# [Records for this exercise]
[Begin]

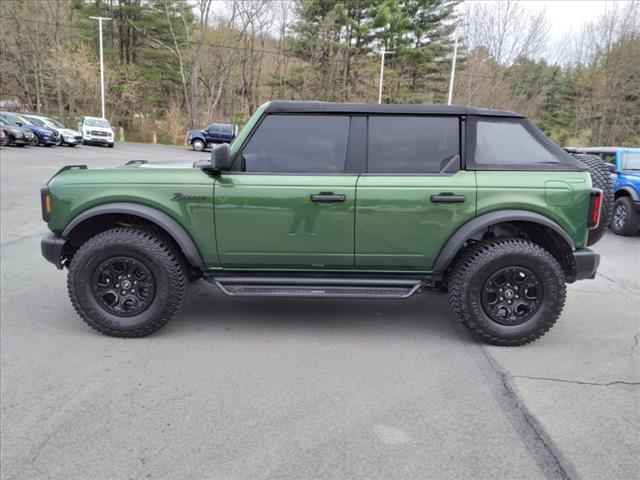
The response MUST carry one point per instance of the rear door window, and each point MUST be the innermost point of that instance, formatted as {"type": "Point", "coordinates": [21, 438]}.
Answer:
{"type": "Point", "coordinates": [413, 144]}
{"type": "Point", "coordinates": [298, 144]}
{"type": "Point", "coordinates": [508, 142]}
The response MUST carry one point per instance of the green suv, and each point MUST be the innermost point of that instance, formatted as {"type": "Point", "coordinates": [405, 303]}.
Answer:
{"type": "Point", "coordinates": [337, 200]}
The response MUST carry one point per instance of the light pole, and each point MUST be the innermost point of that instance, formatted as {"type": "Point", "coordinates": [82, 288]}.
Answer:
{"type": "Point", "coordinates": [382, 53]}
{"type": "Point", "coordinates": [453, 67]}
{"type": "Point", "coordinates": [100, 19]}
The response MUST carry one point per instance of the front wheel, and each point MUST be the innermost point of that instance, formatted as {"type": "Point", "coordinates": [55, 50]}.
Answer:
{"type": "Point", "coordinates": [127, 282]}
{"type": "Point", "coordinates": [507, 291]}
{"type": "Point", "coordinates": [626, 220]}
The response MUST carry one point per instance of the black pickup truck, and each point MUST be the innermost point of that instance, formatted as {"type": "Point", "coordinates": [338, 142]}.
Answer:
{"type": "Point", "coordinates": [214, 133]}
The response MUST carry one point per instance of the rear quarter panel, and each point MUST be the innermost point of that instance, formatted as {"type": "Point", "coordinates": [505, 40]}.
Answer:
{"type": "Point", "coordinates": [559, 195]}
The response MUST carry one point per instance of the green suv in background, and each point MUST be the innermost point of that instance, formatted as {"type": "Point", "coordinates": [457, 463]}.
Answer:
{"type": "Point", "coordinates": [338, 200]}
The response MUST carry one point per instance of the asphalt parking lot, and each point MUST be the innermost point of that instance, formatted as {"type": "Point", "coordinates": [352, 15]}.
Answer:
{"type": "Point", "coordinates": [304, 389]}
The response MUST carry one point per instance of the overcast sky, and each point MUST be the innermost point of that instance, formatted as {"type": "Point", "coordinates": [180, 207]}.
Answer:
{"type": "Point", "coordinates": [568, 16]}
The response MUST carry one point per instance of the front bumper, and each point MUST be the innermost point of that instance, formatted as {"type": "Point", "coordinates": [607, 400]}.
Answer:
{"type": "Point", "coordinates": [586, 262]}
{"type": "Point", "coordinates": [51, 247]}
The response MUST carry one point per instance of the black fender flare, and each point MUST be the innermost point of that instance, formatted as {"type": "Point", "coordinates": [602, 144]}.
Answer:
{"type": "Point", "coordinates": [478, 224]}
{"type": "Point", "coordinates": [161, 219]}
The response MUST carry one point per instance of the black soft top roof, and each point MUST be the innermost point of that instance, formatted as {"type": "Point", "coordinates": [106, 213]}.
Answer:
{"type": "Point", "coordinates": [280, 106]}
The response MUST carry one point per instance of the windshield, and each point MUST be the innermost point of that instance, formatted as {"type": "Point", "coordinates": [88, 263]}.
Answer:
{"type": "Point", "coordinates": [97, 122]}
{"type": "Point", "coordinates": [630, 160]}
{"type": "Point", "coordinates": [12, 120]}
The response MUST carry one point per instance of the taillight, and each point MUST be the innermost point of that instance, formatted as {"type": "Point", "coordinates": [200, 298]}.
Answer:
{"type": "Point", "coordinates": [45, 201]}
{"type": "Point", "coordinates": [595, 208]}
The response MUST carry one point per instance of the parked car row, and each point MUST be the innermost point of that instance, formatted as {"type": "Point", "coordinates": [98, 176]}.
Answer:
{"type": "Point", "coordinates": [20, 129]}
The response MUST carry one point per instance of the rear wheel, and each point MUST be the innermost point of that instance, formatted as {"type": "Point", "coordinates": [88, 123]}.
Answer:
{"type": "Point", "coordinates": [626, 220]}
{"type": "Point", "coordinates": [127, 282]}
{"type": "Point", "coordinates": [507, 291]}
{"type": "Point", "coordinates": [198, 145]}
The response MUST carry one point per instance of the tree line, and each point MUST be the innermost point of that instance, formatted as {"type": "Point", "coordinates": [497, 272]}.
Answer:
{"type": "Point", "coordinates": [175, 64]}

[End]

# [Written problem]
Restate the data above exactly, stripping out each image.

# [Finished exercise]
The response MUST carry one point per instance of the rear door window, and each point MUST be the innermost point of that instance, formatted as {"type": "Point", "coordinates": [21, 438]}.
Answer:
{"type": "Point", "coordinates": [413, 144]}
{"type": "Point", "coordinates": [298, 144]}
{"type": "Point", "coordinates": [508, 142]}
The response MUST carry one point per instance of the green suv, and each point MUST be the innermost point of that instance, formatted as {"type": "Point", "coordinates": [405, 303]}.
Answer:
{"type": "Point", "coordinates": [337, 200]}
The response MUST carry one point per instance of the light pole, and each point MUST be the innermost point of that instance, formatted as {"type": "Point", "coordinates": [82, 288]}.
Answer:
{"type": "Point", "coordinates": [382, 53]}
{"type": "Point", "coordinates": [453, 67]}
{"type": "Point", "coordinates": [100, 19]}
The response MUST carry one point per instance of the front wheel, and each point MUST be the innermost point of that instance, formatted as {"type": "Point", "coordinates": [55, 50]}.
Answer:
{"type": "Point", "coordinates": [127, 282]}
{"type": "Point", "coordinates": [507, 291]}
{"type": "Point", "coordinates": [626, 220]}
The response MUST carry one point per instance of the black pickup truck, and each point MUST be the innermost point of that instance, formatted as {"type": "Point", "coordinates": [338, 142]}.
Answer:
{"type": "Point", "coordinates": [214, 133]}
The response MUST carry one point per instance of the rear quarter panel, and each point MUST be the innermost point of that instance, formatted as {"type": "Point", "coordinates": [505, 40]}.
Answer:
{"type": "Point", "coordinates": [559, 195]}
The response MUST carry one point per instance of the green suv in background, and each point MUST be the innermost point of that instance, formatted as {"type": "Point", "coordinates": [457, 463]}.
Answer:
{"type": "Point", "coordinates": [338, 200]}
The response MUST carry one point per instance of the asphalt parking lot, and each point MUST be the innermost point of that instance, formatted as {"type": "Point", "coordinates": [352, 15]}.
Answer:
{"type": "Point", "coordinates": [304, 389]}
The response MUST carry one point per instance of the overcast sky, and each point MUST be the innermost point of that instance, formatted as {"type": "Point", "coordinates": [180, 207]}.
Answer:
{"type": "Point", "coordinates": [568, 16]}
The response MUST carry one point per instance of the front bumper, and each point MUST be the innermost point of that instance, formatted as {"type": "Point", "coordinates": [607, 400]}.
Answer:
{"type": "Point", "coordinates": [586, 262]}
{"type": "Point", "coordinates": [51, 247]}
The response MUST carry one point per instance of the black fender flare, and each point MUST be the innermost point of that instance, formatted as {"type": "Point", "coordinates": [602, 144]}.
Answer:
{"type": "Point", "coordinates": [478, 224]}
{"type": "Point", "coordinates": [161, 219]}
The response MUST carry one point per instance of the black soft top roof, and each point MUST be the innermost point of that instance, formatted as {"type": "Point", "coordinates": [106, 213]}.
Answer:
{"type": "Point", "coordinates": [280, 106]}
The response MUST carry one point per instance of the windshield, and each point MUST be the innermost point of that instance, formatted as {"type": "Point", "coordinates": [88, 263]}.
Answer:
{"type": "Point", "coordinates": [97, 122]}
{"type": "Point", "coordinates": [630, 160]}
{"type": "Point", "coordinates": [12, 120]}
The response MUST carry one point per instance of the taillight, and each point MUST be the innermost point of that instance, formatted as {"type": "Point", "coordinates": [200, 298]}.
Answer:
{"type": "Point", "coordinates": [45, 201]}
{"type": "Point", "coordinates": [595, 208]}
The response MUST carry one point per instance of the parked car row, and each point MUST be the innermost point of that instance, formatted as {"type": "Point", "coordinates": [98, 176]}.
Answer:
{"type": "Point", "coordinates": [20, 129]}
The response MUST carry one point per instance of the rear wheel, and each point MUST be the innermost point of that instance, formatted as {"type": "Point", "coordinates": [88, 123]}.
Answer:
{"type": "Point", "coordinates": [626, 220]}
{"type": "Point", "coordinates": [127, 282]}
{"type": "Point", "coordinates": [507, 291]}
{"type": "Point", "coordinates": [198, 145]}
The response MUST carry one point per instance of the tree line, and each point MUST be the innermost point of that instance, formatted as {"type": "Point", "coordinates": [497, 272]}.
Answer:
{"type": "Point", "coordinates": [175, 64]}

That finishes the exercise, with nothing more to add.